Directions —
Gather each line in the records below that contains the word "cloud" and copy those lines in full.

Data rows —
* * * *

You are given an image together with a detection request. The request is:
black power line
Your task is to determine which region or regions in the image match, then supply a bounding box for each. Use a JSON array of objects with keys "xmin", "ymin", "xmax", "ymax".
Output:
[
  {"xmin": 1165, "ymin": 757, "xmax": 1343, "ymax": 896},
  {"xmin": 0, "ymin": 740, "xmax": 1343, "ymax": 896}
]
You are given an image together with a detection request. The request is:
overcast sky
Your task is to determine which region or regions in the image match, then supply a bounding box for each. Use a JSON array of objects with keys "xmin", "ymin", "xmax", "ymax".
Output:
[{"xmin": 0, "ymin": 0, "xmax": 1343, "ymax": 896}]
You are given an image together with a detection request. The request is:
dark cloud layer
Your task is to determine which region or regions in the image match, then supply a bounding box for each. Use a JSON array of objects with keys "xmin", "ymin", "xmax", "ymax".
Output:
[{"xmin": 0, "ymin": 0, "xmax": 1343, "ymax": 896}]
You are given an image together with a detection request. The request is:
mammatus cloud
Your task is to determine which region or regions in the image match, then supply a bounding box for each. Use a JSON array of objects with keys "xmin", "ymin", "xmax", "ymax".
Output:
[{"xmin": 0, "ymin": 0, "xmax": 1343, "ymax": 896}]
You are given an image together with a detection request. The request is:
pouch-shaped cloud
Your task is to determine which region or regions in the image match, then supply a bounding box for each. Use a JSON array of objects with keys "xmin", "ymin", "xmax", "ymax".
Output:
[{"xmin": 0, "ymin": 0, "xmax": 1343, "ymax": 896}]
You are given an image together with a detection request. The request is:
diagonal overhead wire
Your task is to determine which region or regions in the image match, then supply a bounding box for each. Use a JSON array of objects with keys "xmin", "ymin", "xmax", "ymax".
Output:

* * * *

Written response —
dark cloud layer
mammatus cloud
pouch-shaped cloud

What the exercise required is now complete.